**Description of the task**. Tally the lines below that contain the word "above", then give the tally and nothing more.

Items from a data source:
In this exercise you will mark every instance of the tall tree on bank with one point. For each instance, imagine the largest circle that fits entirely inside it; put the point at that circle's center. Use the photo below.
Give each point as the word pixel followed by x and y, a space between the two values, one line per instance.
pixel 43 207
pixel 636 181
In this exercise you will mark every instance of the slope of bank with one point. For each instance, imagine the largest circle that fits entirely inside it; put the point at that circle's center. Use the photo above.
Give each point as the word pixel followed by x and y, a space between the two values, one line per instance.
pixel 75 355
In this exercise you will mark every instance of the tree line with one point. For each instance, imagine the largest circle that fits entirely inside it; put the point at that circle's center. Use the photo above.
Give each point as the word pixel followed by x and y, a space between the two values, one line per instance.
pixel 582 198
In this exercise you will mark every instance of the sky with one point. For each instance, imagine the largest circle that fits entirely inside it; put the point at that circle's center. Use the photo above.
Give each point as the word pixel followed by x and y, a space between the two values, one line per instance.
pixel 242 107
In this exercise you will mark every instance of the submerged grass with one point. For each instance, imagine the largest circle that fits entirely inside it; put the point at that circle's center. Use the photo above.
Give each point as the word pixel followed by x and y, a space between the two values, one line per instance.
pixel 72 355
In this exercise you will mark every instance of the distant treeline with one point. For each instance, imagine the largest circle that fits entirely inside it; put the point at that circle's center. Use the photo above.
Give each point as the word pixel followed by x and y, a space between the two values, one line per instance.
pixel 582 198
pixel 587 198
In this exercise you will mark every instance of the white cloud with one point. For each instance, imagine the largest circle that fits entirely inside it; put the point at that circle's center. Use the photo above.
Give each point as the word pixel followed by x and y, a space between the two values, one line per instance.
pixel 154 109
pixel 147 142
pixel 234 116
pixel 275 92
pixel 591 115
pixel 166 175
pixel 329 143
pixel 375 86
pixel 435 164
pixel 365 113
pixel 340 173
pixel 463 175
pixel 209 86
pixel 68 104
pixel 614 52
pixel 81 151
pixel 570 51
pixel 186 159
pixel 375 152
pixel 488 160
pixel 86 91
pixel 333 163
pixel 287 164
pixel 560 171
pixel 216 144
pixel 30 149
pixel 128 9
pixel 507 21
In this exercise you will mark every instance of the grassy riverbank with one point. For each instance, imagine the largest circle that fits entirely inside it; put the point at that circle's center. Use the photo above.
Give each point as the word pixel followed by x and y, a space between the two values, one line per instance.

**Answer below**. 7